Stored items

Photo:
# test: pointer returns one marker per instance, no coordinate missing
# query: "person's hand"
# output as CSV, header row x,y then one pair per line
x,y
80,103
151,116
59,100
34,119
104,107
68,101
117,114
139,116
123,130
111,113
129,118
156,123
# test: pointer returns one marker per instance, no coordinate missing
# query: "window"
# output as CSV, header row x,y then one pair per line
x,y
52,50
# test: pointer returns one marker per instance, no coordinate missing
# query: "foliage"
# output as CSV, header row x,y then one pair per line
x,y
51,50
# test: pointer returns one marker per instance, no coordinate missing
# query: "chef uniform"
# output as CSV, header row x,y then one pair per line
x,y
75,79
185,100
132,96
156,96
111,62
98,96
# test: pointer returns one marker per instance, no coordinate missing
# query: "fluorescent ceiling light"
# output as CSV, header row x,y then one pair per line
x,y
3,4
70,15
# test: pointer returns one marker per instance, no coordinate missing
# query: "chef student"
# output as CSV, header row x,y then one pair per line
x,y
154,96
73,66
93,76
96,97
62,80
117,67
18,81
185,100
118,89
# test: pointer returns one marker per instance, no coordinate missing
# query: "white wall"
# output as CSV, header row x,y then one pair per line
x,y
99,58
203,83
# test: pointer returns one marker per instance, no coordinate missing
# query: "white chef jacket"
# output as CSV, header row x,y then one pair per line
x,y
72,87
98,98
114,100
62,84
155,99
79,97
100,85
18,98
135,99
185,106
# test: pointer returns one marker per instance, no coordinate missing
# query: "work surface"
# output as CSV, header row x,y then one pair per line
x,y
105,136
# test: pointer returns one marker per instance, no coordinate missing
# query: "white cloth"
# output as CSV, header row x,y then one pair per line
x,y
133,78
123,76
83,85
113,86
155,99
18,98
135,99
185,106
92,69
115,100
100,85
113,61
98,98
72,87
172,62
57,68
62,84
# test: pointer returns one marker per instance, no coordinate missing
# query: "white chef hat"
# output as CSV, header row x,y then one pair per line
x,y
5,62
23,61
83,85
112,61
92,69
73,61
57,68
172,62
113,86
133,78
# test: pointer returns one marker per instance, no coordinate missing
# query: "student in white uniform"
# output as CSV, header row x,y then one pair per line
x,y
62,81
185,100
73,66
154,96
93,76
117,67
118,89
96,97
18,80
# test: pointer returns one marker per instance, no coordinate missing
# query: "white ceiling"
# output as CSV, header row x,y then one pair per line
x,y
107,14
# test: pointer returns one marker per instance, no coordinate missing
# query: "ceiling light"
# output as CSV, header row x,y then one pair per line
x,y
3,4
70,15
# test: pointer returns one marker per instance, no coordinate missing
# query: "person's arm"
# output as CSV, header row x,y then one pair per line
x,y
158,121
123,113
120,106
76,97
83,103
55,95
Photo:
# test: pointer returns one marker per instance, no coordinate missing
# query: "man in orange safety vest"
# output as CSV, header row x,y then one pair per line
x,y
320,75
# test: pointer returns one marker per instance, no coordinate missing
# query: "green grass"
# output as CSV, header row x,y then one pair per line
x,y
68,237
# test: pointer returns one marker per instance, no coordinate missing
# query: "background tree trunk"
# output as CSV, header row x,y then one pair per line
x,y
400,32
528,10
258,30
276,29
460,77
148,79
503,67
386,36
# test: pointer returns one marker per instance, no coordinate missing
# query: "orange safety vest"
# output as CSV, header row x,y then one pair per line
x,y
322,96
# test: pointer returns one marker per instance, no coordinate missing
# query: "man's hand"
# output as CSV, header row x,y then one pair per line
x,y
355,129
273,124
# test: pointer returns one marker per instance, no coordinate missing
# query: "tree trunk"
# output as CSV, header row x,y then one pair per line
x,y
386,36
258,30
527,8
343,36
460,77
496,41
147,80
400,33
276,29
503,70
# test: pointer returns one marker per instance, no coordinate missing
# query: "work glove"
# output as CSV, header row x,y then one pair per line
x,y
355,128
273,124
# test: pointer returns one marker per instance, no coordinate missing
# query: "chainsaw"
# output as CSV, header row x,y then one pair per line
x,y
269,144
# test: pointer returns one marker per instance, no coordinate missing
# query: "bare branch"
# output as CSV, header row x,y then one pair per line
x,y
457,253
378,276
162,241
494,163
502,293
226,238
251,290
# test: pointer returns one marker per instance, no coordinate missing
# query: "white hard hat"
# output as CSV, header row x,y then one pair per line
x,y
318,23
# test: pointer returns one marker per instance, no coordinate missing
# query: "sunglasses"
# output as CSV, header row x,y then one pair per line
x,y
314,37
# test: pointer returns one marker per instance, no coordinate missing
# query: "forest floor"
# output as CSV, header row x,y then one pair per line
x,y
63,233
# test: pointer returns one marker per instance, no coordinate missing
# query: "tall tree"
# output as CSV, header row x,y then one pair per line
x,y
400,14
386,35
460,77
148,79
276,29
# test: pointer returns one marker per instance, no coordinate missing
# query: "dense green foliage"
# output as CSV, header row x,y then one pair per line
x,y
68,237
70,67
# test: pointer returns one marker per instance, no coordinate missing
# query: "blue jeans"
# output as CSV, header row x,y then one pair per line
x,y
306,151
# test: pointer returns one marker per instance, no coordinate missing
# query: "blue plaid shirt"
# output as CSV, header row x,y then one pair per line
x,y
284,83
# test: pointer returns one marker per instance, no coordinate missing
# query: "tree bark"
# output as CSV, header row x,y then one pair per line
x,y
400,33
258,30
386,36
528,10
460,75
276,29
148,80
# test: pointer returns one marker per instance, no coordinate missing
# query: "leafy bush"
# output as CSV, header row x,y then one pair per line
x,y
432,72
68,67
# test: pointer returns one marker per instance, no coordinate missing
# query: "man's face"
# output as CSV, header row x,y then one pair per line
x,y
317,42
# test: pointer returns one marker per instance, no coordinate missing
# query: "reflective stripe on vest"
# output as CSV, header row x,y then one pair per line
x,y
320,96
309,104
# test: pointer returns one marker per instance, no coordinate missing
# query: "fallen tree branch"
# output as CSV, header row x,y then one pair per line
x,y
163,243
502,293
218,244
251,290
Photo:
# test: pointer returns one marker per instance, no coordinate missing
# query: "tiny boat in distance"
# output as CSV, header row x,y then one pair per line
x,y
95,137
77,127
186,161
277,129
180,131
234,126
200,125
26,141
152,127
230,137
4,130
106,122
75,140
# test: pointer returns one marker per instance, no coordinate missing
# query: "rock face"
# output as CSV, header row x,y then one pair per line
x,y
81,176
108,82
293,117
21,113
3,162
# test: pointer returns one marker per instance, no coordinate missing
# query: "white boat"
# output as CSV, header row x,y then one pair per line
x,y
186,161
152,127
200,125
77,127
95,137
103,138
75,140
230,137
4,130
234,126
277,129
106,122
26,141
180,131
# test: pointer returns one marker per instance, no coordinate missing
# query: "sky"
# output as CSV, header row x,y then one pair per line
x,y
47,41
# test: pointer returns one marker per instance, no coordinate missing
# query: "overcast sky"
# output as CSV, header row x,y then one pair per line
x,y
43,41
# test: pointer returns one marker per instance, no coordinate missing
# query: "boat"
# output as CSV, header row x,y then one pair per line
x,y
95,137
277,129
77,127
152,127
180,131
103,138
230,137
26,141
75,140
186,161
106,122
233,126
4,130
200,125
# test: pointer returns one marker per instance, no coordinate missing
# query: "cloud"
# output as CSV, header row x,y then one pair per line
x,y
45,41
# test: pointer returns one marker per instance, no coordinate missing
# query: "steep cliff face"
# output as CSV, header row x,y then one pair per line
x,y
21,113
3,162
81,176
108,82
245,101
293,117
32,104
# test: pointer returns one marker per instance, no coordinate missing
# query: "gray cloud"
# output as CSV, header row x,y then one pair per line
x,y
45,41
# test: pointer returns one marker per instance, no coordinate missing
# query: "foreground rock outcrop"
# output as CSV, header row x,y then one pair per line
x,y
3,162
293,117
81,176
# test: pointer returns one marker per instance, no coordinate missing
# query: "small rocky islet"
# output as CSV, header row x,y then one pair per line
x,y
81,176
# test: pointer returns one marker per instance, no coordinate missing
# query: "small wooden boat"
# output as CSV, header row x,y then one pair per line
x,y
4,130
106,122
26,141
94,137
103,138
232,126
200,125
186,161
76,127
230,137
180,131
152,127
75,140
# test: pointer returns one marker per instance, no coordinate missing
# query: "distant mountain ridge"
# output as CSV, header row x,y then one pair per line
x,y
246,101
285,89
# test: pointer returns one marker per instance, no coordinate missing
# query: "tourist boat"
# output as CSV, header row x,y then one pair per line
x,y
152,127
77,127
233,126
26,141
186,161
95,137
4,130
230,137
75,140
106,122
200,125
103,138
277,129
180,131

* TASK DETAILS
Where a line of the records above holds the word "person", copy that line.

* FINAL ANSWER
# query: "person's hand"
# query: "person's arm"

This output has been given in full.